TEXT BLOCK:
At the end of a day that saw the mediasphere light up with reactions to news that juggernaut breast cancer foundation Susan G. Komen for the Cure aimed to end its financial support of Planned Parenthood, Senator Mark Udall praised Komen’s Denver affiliate for standing by Planned Parenthood of the Rocky Mountains.
“Planned Parenthood of the Rocky Mountains (PPRM) does important work to educate women about breast cancer and provide screening exams that are critical to early detection,” he wrote in a release. “I applaud Komen’s Denver affiliate for pushing back on their national organization and insisting that they be allowed to continue providing grants to PPRM, which help ensure access to affordable, life-saving services for Colorado women on the Front Range.
“Women’s health should never be used as a political football, and I hope the national organization of Susan G. Komen reverses its decision to end its partnership with Planned Parenthood elsewhere in our state and across the country.”
Staffers earlier said Udall was crafting a response to the Komen news with Colorado Senator Michael Bennet. It’s unclear if Udall and Bennet at this point still plan to pen a letter to Komen together. Colorado’s senators’ staffers told the Colorado Independent the two wanted to directly address news coming out of Colorado, where the two major women’s health organizations, Komen and Planned Parenthood, seemed to be coming to their own agreement.
A group of roughly two dozen U.S. Senators signed onto a letter to the national Komen foundation decrying the decision to pull back crucial support in the battle against breast cancer for what seemed to be clearly partisan political reasons.
Komen’s rationale for the move has shifted in the hours since it made its decision public.
Known for its marketing savvy– this is the group that hosts enormously popular “races for the cure” around the country and that launched the omnipresent pink-ribbon campaign– Komen first said the decision was not tied to this year’s turbo-charged anti-Planned Parenthood abortion politics but was simply the results of new rules governing grantee eligibility, specifically new rules that precluded organizations under investigation from receiving Komen cash.
The congressional investigation that moved Planned Parenthood off Komen funding lists, however, was very much a product of the anti-Planned Parenthood politics that shaped this year’s House Republican agenda. It was launched by anti-abortion Florida Rep. Cliff Stearns and based on a specious and mostly debunked report by anti-abortion group Americans United for Life.
The Komen policy changes seemed transparently motivated by the House investigation, especially in light of the fact that leadership at Komen has recently included strong anti-abortion, anti-Planned Parenthood figures such as Senior Vice President Karen Handel and Komen Advocacy Alliance board member Jane Abraham.
As the Washington Post reported, however, Komen CEO Nancy Brinker just hours ago walked back reference to the Stearns investigation, saying the new funding rules “had very little to do with the ongoing congressional probe” and were based on the fact that not all Planned Parenthood clinics provide mammograms.

TASKS TO CARRY OUT:
#1 Extract the passage of the Komen article from "The Komen policy" to "member Jane Abraham.".
#2 In the Komen article, who launched the congressional investigation that moved Planned Parenthood off Komen funding lists?
The records that follow have no connection to the Komen article.

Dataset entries
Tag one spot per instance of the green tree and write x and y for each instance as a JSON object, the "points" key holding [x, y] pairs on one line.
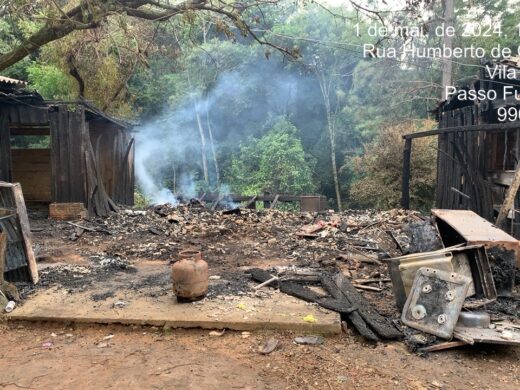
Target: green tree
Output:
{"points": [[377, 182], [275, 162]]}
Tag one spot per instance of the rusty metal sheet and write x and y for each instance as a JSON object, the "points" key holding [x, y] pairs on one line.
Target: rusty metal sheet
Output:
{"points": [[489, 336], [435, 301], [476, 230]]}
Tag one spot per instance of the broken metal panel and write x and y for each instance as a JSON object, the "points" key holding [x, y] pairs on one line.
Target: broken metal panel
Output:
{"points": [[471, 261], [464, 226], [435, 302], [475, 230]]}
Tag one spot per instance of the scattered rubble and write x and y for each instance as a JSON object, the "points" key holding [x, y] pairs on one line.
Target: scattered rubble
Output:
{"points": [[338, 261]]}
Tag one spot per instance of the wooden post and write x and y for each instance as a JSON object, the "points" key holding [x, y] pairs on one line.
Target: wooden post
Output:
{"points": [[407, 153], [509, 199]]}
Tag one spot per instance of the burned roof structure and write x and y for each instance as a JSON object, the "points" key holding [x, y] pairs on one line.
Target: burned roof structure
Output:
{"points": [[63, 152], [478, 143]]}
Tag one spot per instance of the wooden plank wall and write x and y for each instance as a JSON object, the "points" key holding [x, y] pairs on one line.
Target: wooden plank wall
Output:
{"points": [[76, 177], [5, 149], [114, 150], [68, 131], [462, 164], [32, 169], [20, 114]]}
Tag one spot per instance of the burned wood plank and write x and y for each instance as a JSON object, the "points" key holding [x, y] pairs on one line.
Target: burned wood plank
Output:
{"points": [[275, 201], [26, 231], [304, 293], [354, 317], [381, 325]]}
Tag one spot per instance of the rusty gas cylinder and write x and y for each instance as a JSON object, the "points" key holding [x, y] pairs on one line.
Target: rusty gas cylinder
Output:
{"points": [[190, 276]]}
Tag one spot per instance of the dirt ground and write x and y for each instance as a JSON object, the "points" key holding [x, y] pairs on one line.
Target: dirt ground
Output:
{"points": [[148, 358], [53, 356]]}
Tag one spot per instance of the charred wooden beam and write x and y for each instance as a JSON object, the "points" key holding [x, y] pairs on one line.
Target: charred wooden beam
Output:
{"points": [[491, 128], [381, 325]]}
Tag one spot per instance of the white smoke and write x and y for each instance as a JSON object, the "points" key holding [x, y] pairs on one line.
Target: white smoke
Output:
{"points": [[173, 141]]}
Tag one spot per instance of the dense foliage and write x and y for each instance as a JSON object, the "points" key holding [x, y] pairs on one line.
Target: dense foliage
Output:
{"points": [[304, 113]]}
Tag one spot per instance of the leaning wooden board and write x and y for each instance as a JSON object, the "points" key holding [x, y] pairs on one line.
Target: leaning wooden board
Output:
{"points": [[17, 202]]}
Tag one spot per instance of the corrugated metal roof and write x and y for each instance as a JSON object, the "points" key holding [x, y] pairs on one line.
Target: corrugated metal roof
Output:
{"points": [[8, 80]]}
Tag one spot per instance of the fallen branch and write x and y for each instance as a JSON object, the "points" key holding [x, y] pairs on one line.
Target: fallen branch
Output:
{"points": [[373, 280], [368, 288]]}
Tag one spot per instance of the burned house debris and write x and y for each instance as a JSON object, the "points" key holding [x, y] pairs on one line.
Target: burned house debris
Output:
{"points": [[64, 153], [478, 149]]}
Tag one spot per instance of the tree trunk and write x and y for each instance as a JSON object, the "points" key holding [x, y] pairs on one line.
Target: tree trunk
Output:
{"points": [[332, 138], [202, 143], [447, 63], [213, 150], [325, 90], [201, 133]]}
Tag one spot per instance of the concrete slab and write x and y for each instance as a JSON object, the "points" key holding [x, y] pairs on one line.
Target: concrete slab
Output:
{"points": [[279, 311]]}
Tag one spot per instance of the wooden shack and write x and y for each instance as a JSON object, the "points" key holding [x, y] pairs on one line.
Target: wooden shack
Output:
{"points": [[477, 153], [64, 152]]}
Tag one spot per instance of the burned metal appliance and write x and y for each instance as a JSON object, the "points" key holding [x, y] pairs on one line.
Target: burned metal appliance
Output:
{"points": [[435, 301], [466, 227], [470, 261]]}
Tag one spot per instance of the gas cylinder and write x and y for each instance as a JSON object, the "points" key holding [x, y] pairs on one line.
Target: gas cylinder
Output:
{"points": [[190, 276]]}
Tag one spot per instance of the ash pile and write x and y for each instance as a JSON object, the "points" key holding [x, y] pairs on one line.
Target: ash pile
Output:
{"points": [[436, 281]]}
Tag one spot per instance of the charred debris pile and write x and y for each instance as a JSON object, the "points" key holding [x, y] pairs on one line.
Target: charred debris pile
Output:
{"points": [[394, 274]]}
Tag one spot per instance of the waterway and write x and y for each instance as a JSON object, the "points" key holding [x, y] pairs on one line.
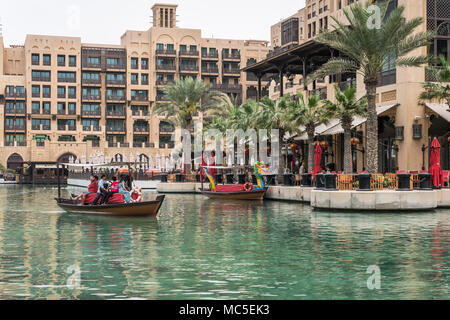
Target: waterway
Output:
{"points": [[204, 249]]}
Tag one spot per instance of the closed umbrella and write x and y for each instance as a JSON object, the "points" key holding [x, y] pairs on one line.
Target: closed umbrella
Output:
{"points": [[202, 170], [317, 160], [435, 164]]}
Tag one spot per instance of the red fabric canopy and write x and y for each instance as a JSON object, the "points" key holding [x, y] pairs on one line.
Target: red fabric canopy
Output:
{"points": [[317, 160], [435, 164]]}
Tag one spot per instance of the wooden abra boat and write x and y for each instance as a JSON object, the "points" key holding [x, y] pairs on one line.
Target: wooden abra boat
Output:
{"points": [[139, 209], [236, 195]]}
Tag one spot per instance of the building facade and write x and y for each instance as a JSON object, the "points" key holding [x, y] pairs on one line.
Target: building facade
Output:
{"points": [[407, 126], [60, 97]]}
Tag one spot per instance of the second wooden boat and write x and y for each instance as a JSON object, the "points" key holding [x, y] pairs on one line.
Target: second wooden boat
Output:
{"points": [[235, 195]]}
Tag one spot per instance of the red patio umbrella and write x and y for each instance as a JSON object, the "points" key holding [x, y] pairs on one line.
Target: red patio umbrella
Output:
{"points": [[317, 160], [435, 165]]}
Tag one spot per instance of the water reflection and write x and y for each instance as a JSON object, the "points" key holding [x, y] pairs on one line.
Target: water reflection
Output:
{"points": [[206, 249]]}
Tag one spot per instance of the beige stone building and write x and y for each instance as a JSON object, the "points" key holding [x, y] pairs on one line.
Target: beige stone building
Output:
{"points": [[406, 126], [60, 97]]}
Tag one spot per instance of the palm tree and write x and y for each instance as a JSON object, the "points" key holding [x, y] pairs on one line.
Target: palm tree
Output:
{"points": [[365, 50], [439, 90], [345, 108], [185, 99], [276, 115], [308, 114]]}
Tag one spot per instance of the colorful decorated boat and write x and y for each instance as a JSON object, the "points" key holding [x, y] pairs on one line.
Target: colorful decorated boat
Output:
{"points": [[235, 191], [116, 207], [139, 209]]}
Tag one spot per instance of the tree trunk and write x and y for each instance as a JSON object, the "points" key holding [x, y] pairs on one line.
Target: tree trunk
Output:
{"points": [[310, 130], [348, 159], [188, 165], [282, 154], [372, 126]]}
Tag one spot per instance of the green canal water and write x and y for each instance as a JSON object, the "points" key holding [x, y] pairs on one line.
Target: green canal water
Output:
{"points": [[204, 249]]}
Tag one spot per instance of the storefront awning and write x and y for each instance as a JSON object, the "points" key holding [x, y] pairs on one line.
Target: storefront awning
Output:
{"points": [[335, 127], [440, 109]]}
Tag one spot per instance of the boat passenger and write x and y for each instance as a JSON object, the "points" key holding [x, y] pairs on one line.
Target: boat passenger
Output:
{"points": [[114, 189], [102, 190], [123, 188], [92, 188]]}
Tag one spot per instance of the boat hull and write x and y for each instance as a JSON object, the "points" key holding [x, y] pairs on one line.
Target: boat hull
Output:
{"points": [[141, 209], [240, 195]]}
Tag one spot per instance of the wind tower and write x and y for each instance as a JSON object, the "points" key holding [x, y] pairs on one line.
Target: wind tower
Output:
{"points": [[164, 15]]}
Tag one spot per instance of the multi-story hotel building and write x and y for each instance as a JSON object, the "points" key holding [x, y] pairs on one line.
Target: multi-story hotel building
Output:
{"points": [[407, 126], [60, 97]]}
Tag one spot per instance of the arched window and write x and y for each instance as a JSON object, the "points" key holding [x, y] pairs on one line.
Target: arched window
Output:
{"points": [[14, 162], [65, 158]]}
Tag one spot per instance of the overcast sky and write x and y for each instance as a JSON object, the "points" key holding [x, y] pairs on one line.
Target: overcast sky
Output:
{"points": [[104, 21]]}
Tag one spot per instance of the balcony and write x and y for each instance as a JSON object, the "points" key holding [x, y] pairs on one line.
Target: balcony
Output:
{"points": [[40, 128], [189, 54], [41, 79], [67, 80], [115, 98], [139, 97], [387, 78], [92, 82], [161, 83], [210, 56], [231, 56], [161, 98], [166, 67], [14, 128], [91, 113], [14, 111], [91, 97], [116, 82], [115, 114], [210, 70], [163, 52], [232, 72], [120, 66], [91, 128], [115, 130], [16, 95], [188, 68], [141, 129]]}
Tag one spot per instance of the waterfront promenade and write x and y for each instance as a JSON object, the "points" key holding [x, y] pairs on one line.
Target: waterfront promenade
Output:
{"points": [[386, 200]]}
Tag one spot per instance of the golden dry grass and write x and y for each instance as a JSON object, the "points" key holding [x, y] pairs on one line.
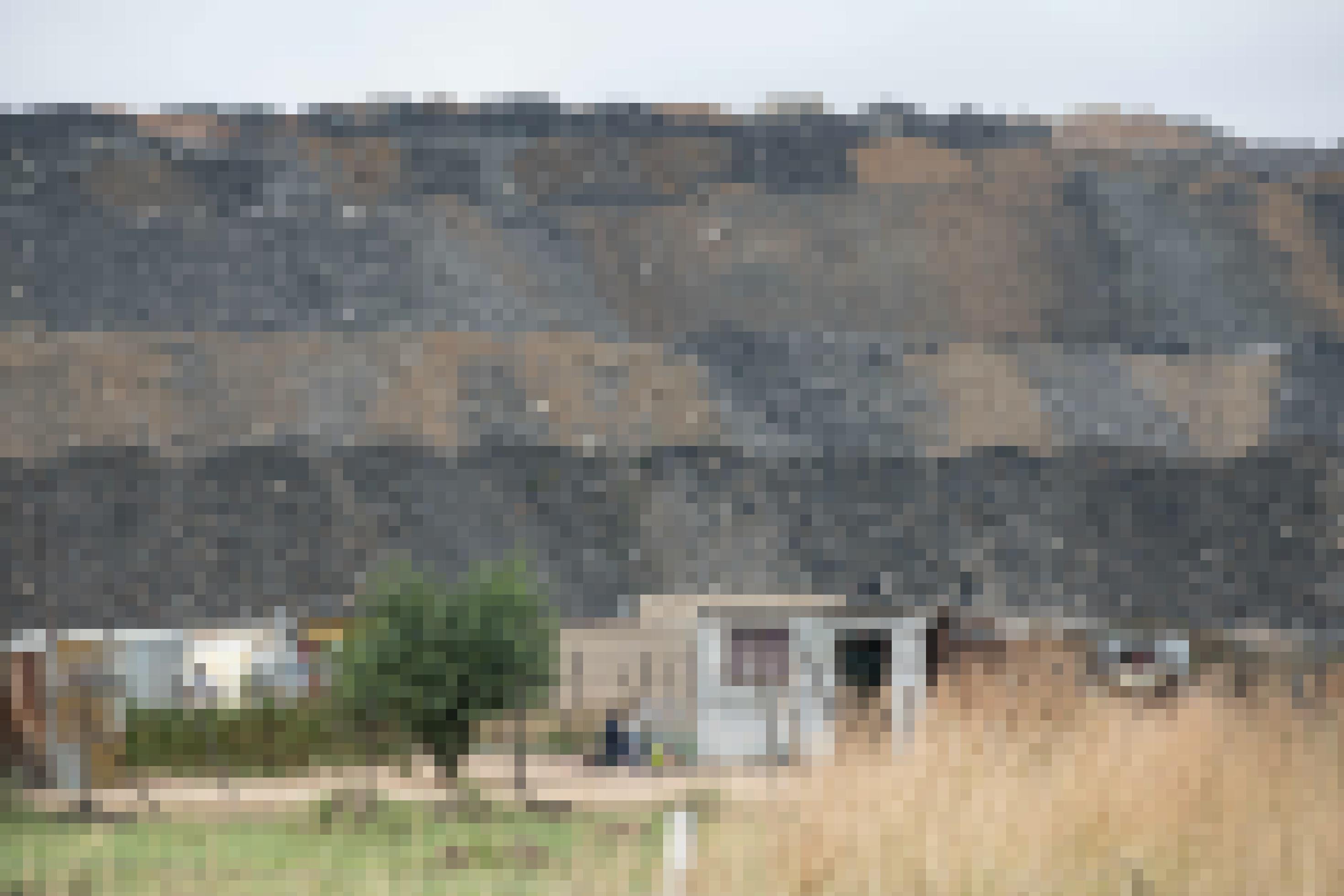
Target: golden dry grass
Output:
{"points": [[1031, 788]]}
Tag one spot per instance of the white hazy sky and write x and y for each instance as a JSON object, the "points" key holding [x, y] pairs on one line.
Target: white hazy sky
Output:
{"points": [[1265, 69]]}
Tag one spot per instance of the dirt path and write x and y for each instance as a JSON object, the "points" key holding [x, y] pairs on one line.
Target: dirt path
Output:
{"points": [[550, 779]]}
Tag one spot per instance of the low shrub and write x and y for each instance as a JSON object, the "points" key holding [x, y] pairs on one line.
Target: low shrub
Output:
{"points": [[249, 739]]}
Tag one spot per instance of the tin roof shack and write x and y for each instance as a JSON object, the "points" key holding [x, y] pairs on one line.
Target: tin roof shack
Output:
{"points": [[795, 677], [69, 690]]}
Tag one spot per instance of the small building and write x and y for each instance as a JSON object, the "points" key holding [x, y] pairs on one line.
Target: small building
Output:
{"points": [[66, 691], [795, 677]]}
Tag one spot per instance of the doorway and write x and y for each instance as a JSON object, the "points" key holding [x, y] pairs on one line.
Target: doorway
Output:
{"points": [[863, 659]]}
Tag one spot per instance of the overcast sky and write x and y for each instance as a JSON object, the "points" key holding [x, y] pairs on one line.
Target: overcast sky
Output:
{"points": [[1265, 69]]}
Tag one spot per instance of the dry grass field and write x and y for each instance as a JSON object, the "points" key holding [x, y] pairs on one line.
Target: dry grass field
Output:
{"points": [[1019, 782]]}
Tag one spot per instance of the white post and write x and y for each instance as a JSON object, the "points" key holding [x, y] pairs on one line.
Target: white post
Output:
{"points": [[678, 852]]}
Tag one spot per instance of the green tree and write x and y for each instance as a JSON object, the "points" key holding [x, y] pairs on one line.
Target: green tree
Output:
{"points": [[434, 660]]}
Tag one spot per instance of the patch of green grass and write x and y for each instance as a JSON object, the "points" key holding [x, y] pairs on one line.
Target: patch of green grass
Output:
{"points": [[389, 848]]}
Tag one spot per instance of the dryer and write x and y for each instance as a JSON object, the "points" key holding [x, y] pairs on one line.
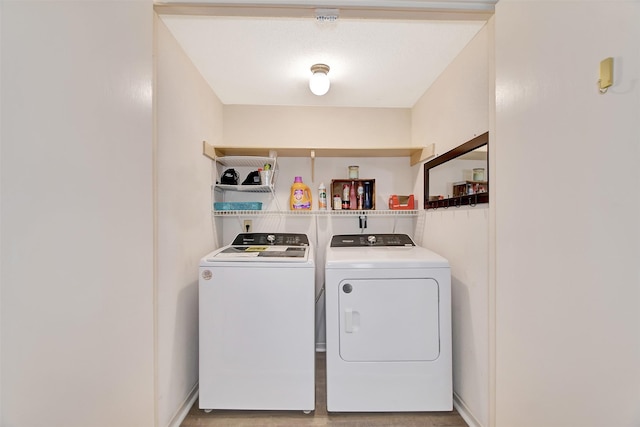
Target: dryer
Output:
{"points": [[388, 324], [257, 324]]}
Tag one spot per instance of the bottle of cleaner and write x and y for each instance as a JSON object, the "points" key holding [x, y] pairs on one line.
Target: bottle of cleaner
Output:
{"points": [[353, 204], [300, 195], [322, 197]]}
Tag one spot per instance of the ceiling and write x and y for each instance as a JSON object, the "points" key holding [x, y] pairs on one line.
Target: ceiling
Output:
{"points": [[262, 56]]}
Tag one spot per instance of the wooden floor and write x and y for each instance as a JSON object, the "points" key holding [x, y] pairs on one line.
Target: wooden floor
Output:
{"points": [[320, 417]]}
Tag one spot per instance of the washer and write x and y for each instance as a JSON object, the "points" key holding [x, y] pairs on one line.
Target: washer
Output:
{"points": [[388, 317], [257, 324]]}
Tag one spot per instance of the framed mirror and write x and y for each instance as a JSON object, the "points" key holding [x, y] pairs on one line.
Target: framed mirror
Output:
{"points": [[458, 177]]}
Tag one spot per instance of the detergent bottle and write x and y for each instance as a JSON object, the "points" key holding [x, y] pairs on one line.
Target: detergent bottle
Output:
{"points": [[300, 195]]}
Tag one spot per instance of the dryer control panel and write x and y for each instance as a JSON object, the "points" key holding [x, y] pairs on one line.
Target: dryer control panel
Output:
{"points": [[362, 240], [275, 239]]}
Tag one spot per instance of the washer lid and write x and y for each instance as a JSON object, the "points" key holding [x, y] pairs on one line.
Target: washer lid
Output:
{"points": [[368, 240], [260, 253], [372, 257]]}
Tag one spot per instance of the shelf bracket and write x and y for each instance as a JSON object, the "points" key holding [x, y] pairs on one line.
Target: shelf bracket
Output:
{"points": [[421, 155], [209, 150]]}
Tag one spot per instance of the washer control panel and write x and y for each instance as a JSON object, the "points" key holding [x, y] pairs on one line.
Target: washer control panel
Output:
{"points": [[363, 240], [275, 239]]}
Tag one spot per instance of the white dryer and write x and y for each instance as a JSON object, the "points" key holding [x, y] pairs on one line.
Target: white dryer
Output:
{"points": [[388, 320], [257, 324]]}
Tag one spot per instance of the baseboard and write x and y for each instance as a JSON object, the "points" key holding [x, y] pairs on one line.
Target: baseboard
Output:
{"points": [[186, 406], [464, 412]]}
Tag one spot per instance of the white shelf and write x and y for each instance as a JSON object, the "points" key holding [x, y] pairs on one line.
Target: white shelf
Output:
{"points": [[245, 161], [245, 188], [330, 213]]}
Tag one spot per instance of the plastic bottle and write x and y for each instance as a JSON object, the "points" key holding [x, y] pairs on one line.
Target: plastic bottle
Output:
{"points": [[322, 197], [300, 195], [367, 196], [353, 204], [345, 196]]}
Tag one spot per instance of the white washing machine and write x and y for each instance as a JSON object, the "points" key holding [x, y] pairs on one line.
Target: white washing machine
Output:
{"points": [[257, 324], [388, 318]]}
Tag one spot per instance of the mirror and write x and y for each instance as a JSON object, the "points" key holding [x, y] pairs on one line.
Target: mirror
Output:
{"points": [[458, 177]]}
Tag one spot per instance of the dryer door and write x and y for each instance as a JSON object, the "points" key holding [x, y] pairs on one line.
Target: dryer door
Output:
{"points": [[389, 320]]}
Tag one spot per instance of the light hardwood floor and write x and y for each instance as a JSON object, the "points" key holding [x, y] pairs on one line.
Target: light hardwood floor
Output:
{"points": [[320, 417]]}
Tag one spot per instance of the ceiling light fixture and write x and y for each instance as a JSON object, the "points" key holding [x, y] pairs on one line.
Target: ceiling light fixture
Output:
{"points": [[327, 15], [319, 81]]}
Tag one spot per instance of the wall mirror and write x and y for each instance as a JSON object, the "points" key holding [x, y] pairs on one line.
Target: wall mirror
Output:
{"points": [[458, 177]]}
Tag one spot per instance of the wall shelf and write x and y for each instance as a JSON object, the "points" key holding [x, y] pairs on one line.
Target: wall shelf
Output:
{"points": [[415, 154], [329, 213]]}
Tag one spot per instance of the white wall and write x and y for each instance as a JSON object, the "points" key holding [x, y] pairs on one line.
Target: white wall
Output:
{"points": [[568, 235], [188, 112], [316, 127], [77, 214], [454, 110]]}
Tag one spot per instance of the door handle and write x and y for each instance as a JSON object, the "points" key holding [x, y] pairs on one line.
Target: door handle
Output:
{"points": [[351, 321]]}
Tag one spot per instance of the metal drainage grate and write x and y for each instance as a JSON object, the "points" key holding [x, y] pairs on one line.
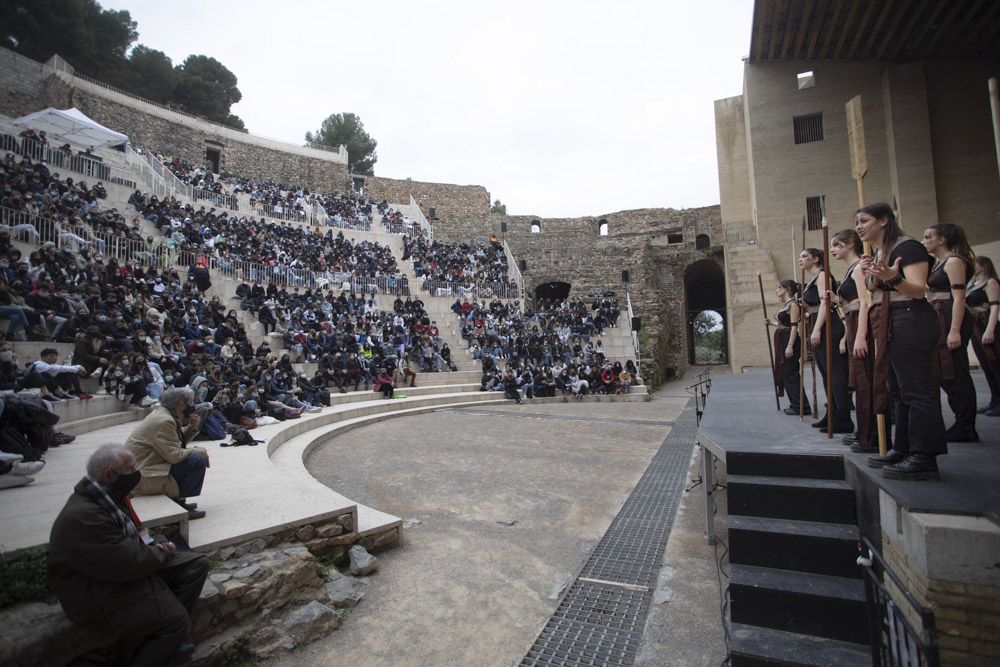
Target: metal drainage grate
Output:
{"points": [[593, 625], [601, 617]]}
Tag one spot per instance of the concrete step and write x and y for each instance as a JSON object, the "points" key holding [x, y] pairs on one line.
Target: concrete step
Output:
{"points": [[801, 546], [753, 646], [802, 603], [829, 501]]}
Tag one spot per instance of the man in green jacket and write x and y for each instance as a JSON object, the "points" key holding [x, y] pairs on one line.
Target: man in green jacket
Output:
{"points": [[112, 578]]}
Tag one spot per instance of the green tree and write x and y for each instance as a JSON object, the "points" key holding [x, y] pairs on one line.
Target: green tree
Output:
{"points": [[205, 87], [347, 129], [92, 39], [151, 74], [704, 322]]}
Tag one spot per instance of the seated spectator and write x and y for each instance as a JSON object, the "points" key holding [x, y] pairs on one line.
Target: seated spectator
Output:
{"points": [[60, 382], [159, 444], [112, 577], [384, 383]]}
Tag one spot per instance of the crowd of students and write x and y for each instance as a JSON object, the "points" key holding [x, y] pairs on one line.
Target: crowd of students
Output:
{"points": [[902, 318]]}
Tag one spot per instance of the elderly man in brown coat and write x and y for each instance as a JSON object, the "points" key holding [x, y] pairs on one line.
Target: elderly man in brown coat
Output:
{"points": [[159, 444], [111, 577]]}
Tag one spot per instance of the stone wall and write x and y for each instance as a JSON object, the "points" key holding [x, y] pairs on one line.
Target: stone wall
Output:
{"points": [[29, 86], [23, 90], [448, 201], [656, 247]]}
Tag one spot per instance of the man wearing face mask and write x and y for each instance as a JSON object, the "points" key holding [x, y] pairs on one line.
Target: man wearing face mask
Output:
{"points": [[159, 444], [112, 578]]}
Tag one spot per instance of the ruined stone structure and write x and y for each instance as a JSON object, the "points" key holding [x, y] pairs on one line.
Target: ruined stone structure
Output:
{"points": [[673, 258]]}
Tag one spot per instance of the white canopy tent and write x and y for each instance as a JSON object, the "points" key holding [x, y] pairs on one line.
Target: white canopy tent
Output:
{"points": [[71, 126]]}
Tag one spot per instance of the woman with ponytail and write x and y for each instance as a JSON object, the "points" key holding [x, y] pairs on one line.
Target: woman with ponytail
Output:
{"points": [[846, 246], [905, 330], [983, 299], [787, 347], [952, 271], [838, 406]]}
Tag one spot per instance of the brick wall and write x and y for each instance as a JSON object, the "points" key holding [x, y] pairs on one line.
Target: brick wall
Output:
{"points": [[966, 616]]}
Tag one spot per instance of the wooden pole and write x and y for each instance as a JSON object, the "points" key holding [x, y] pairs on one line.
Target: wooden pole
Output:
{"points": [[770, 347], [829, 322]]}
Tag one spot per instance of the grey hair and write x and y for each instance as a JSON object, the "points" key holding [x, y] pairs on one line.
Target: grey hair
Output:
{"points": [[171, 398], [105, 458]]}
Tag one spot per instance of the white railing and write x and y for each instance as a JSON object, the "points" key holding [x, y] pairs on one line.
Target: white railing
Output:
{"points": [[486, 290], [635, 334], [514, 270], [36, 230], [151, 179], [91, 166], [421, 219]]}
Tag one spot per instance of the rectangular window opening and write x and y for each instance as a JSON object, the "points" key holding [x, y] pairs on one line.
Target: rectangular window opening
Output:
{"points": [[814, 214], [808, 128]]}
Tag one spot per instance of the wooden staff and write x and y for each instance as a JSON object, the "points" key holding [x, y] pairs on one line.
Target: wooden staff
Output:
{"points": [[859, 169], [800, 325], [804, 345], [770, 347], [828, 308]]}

ANSWERS FOR THIS EXERCISE:
#1
The Komen policy changes seemed transparently motivated by the House investigation, especially in light of the fact that leadership at Komen has recently included strong anti-abortion, anti-Planned Parenthood figures such as Senior Vice President Karen Handel and Komen Advocacy Alliance board member Jane Abraham.

#2 Anti-abortion Florida Rep. Cliff Stearns launched it.